(Passage shown Opens)
Former Heaven’s Gate Member Found Dead In A Copycat Suicide

New York Times

A former member of the Heaven’s Gate cult was found dead Tuesday in a copycat suicide in a motel room near the scene of the group’s mass suicide in San Diego County, and another former member was found unconscious in the same room, authorities said.

San Diego County sheriff’s officials said the men were discovered, with trademark black Nikes and purple shrouds, in a $59 room at a Holiday Inn Express in Encinitas, Calif. They said the scene was reminiscent of the discovery of 39 bodies of cult members on March 26, in a mansion in Rancho Santa Fe, about four miles away and just north of San Diego.

“It was very similar in every way, only on a much smaller scale,” said Lt. Gerald L. Lipscomb, chief of the homicide unit in the San Diego County Sheriff’s Department.

The dead man was identified as Wayne Cooke, a sculptor and handyman whose wife, Suzanne Sylvia Cooke, 54, was one of the 39 cult members who swallowed barbiturates and vodka, dying in the belief they would then join a spaceship trailing the Hale-Bopp comet. The other man, who has been hospitalized in critical condition, was Charles Humphreys, also known as Rick Edwards.

In an interview with The New York Times after the first suicides, Cooke, who was about 56, had only spent four years in the group, most recently in 1994. He was morose at having missed out on his former colleagues’ supposed ascension and said he would probably join them. “I am going to drop my shell one of these days,” said Cooke, who was known within the group as “Justin” and had lived most recently in Las Vegas, Nev. “Hopefully, I will have another chance.”
(Passage shown Closes)
(Given information Opens)
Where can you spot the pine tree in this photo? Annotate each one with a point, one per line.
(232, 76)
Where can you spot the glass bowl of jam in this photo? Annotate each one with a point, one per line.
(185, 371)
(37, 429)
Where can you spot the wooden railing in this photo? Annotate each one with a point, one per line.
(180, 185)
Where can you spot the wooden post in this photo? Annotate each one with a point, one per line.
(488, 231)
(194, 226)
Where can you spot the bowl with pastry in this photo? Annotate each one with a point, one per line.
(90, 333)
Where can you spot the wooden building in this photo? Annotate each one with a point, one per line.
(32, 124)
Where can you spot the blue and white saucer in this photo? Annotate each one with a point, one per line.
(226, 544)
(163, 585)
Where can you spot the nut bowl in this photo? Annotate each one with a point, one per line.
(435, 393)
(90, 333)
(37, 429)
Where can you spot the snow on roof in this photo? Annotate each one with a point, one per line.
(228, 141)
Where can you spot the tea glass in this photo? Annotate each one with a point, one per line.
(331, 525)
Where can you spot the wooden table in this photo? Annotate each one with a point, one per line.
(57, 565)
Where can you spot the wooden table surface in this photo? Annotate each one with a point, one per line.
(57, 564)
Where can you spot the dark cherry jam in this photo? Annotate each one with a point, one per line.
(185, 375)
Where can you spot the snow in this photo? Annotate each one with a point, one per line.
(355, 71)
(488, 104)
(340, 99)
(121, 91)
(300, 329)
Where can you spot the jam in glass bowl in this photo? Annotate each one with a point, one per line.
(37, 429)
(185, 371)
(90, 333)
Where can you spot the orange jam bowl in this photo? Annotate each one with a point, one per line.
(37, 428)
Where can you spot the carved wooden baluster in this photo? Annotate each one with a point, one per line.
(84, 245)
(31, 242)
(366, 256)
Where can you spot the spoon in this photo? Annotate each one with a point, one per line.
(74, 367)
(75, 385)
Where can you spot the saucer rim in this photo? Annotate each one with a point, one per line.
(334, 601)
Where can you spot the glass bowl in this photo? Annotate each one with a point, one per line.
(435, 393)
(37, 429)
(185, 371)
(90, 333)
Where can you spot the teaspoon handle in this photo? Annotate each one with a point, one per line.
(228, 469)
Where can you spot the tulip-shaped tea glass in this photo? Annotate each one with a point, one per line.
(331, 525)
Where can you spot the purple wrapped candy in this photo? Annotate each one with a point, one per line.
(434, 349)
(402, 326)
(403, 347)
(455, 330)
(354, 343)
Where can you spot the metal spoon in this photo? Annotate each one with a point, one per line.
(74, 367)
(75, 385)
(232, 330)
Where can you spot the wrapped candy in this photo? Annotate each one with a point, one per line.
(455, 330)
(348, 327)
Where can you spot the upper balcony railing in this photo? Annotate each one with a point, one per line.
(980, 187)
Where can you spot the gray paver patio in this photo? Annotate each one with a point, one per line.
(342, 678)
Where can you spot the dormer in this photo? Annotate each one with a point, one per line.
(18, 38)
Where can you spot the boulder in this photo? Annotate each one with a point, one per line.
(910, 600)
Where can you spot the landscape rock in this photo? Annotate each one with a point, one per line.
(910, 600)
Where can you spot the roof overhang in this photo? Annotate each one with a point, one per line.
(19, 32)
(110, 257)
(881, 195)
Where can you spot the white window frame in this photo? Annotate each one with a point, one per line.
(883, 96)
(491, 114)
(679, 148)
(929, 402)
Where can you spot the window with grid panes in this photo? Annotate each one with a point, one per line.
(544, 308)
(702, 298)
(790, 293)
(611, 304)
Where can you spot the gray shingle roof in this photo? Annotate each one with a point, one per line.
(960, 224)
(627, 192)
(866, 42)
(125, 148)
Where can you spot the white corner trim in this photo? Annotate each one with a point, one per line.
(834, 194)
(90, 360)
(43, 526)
(Given information Closes)
=== Work order ===
Could you write the next part of the news article on the Heaven's Gate copycat suicide, picking up after its final sentence?

=== Output for this exercise ===
CNN, which said it received a letter and videotaped statements from the two men this morning, played a tape of the dead man saying: “I am not dying, I’m not going to be dead. I’m simply leaving this vehicle,” the cult members’ term for their bodies.

Lipscomb said San Diego officials had been alerted Tuesday morning by CNN, and by Lesley Stahl of the CBS News program “60 Minutes,” that they had received farewell messages made by the two men. Investigators then spoke with Kelly Cooke, who told them that she believed that her father and a friend were planning to commit suicide in the San Diego area. Kelly Cooke had received a package from her father alerting her to his plans, and then called Stahl, the authorities said.

The authorities checked area hotels and found the men registered in Room 222 at the Holiday Inn Express on Leucadia Boulevard in Encinitas, a suburban community that adjoins Rancho Santa Fe.

Sheriff’s deputies arrived at the motel to find one man dead and the other unconscious and “in pretty bad shape,” according to a spokesman, Ron Reina. The unconscious man was taken to Scripps Hospital in Encinitas, where he was listed in critical condition Tuesday afternoon.